AVAILABLE DATA section start

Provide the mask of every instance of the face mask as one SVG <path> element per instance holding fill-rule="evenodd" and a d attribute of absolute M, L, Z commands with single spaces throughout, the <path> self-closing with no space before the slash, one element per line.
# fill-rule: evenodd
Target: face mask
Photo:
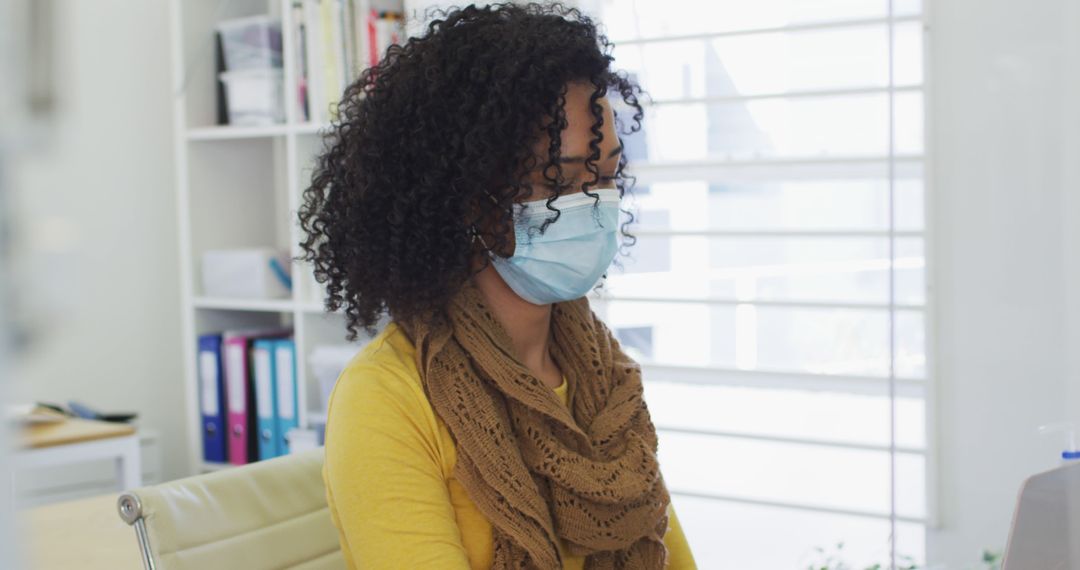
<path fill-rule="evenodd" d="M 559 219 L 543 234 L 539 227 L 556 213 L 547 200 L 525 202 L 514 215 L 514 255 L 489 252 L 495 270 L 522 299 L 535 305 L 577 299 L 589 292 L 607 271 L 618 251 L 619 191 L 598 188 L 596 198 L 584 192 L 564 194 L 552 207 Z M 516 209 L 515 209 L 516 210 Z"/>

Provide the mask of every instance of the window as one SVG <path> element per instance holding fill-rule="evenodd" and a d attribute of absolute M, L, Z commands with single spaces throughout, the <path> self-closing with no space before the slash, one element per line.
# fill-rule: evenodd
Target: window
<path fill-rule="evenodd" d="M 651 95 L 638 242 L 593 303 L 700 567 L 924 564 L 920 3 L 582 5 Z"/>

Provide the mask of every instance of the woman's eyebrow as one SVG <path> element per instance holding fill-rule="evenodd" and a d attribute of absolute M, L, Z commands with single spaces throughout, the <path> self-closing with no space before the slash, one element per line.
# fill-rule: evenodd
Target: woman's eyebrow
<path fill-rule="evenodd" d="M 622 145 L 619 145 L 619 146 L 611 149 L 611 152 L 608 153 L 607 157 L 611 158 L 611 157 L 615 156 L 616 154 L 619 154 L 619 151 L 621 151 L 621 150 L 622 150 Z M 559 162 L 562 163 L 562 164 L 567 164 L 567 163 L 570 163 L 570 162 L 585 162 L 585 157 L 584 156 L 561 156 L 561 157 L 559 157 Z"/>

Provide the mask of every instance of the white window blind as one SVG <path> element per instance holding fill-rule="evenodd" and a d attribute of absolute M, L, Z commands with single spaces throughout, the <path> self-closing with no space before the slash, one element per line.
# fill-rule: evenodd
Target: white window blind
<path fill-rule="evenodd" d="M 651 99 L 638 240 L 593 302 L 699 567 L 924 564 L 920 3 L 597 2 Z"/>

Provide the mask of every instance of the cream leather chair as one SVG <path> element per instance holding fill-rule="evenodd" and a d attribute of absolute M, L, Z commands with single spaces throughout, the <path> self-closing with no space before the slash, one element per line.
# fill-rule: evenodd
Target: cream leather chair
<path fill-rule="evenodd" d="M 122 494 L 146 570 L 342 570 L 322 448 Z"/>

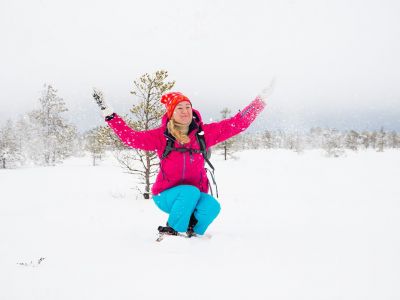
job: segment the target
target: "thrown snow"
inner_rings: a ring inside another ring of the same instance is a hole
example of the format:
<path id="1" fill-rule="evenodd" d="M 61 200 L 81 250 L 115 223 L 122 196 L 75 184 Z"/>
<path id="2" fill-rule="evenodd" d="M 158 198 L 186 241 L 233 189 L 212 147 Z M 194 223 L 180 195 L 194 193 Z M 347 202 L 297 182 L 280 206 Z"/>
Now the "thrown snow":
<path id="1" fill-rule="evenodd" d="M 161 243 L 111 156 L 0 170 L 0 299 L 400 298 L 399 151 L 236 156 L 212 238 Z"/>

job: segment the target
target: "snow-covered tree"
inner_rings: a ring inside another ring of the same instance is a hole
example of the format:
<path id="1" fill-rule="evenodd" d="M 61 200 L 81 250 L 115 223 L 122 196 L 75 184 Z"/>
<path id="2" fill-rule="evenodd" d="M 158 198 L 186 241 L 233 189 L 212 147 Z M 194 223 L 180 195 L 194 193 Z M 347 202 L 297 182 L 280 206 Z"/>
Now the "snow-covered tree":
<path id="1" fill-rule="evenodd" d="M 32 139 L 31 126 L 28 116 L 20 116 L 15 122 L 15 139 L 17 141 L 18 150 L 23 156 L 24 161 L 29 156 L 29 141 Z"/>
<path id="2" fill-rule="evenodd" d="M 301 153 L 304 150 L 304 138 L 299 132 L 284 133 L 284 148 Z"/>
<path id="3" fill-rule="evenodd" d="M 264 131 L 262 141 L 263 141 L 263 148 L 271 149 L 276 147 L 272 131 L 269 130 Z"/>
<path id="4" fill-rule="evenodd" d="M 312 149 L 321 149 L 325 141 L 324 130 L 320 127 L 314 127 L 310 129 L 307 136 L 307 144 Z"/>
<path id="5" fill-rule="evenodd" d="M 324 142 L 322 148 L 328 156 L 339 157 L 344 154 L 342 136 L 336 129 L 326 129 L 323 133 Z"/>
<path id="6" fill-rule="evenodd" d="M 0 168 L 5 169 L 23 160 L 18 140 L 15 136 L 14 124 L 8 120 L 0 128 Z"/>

AVAILABLE DATA section end

**WHAT IS NEEDED:**
All of the material above should be copied exactly, minus the pictures.

**TASK RESULT:**
Provide the mask of every instance of the face mask as one SVG <path> element per instance holding fill-rule="evenodd" and a d attribute of absolute M, L, Z commands with single spaces throughout, the <path> self-closing with no space before the slash, one element per line.
# fill-rule: evenodd
Target: face mask
Photo:
<path fill-rule="evenodd" d="M 559 219 L 543 234 L 539 227 L 556 213 L 547 200 L 525 202 L 514 215 L 514 255 L 489 252 L 495 270 L 522 299 L 535 305 L 577 299 L 589 292 L 607 271 L 618 251 L 619 191 L 598 188 L 596 198 L 584 192 L 564 194 L 552 207 Z M 516 209 L 515 209 L 516 210 Z"/>

Provide the mask of every instance of the window as one SVG <path> element per instance holding fill-rule="evenodd" and a d attribute of absolute M, L, Z commands with single spaces throughout, the <path> self-closing with no space before the slash, one element per line.
# fill-rule: evenodd
Target: window
<path fill-rule="evenodd" d="M 651 95 L 638 242 L 593 303 L 700 567 L 924 564 L 920 3 L 582 5 Z"/>

Provide the mask of every instance of the woman's eyebrow as one SVG <path> element per instance holding fill-rule="evenodd" and a d attribute of absolute M, L, Z commands with single spaces throughout, the <path> self-closing with no space before the slash, one element per line.
# fill-rule: evenodd
Target: woman's eyebrow
<path fill-rule="evenodd" d="M 622 145 L 619 145 L 619 146 L 611 149 L 611 152 L 608 153 L 607 157 L 611 158 L 611 157 L 615 156 L 616 154 L 619 154 L 619 151 L 621 151 L 621 150 L 622 150 Z M 559 162 L 562 163 L 562 164 L 567 164 L 567 163 L 570 163 L 570 162 L 585 162 L 585 157 L 584 156 L 561 156 L 561 157 L 559 157 Z"/>

Provide the mask of every instance of the white window blind as one SVG <path> element per instance holding fill-rule="evenodd" and a d attribute of absolute M, L, Z commands with single spaces throughout, the <path> self-closing with no space before the slash, one element per line.
# fill-rule: evenodd
Target: white window blind
<path fill-rule="evenodd" d="M 651 99 L 638 240 L 593 302 L 699 567 L 924 564 L 920 3 L 597 2 Z"/>

Provide the mask of every instance of the cream leather chair as one SVG <path> element per instance holding fill-rule="evenodd" and a d attribute of absolute M, L, Z commands with single spaces throughout, the <path> self-closing with no space before the slash, one element per line.
# fill-rule: evenodd
Target: cream leather chair
<path fill-rule="evenodd" d="M 122 494 L 146 570 L 342 570 L 322 448 Z"/>

job: segment the target
target: "thrown snow"
inner_rings: a ring inside another ring of the same instance is a hole
example of the format:
<path id="1" fill-rule="evenodd" d="M 61 200 L 81 250 L 115 223 L 122 196 L 75 184 Z"/>
<path id="2" fill-rule="evenodd" d="M 158 198 L 186 241 L 233 189 L 212 147 Z M 194 223 L 180 195 L 194 193 Z M 347 202 L 297 182 L 280 206 Z"/>
Now the "thrown snow":
<path id="1" fill-rule="evenodd" d="M 161 243 L 111 156 L 0 170 L 0 299 L 400 298 L 399 151 L 236 156 L 212 238 Z"/>

job: segment the target
target: "snow-covered tree"
inner_rings: a ring inside another ring of the same instance is a hole
example of the format:
<path id="1" fill-rule="evenodd" d="M 61 200 L 81 250 L 115 223 L 122 196 L 75 184 Z"/>
<path id="2" fill-rule="evenodd" d="M 158 198 L 186 241 L 233 189 L 212 147 Z M 194 223 L 180 195 L 194 193 Z M 347 202 L 297 182 L 280 206 Z"/>
Now the "snow-covered tree":
<path id="1" fill-rule="evenodd" d="M 32 139 L 31 126 L 28 116 L 20 116 L 15 122 L 15 139 L 17 141 L 18 150 L 23 156 L 24 161 L 29 156 L 29 141 Z"/>
<path id="2" fill-rule="evenodd" d="M 301 153 L 304 150 L 304 138 L 299 132 L 284 133 L 284 148 Z"/>
<path id="3" fill-rule="evenodd" d="M 264 131 L 262 141 L 263 141 L 263 148 L 271 149 L 276 147 L 272 131 L 269 130 Z"/>
<path id="4" fill-rule="evenodd" d="M 312 149 L 321 149 L 325 141 L 324 130 L 320 127 L 314 127 L 310 129 L 307 136 L 307 144 Z"/>
<path id="5" fill-rule="evenodd" d="M 324 142 L 322 148 L 328 156 L 339 157 L 344 154 L 342 136 L 336 129 L 326 129 L 323 133 Z"/>
<path id="6" fill-rule="evenodd" d="M 0 168 L 5 169 L 23 160 L 18 140 L 15 136 L 14 124 L 8 120 L 0 128 Z"/>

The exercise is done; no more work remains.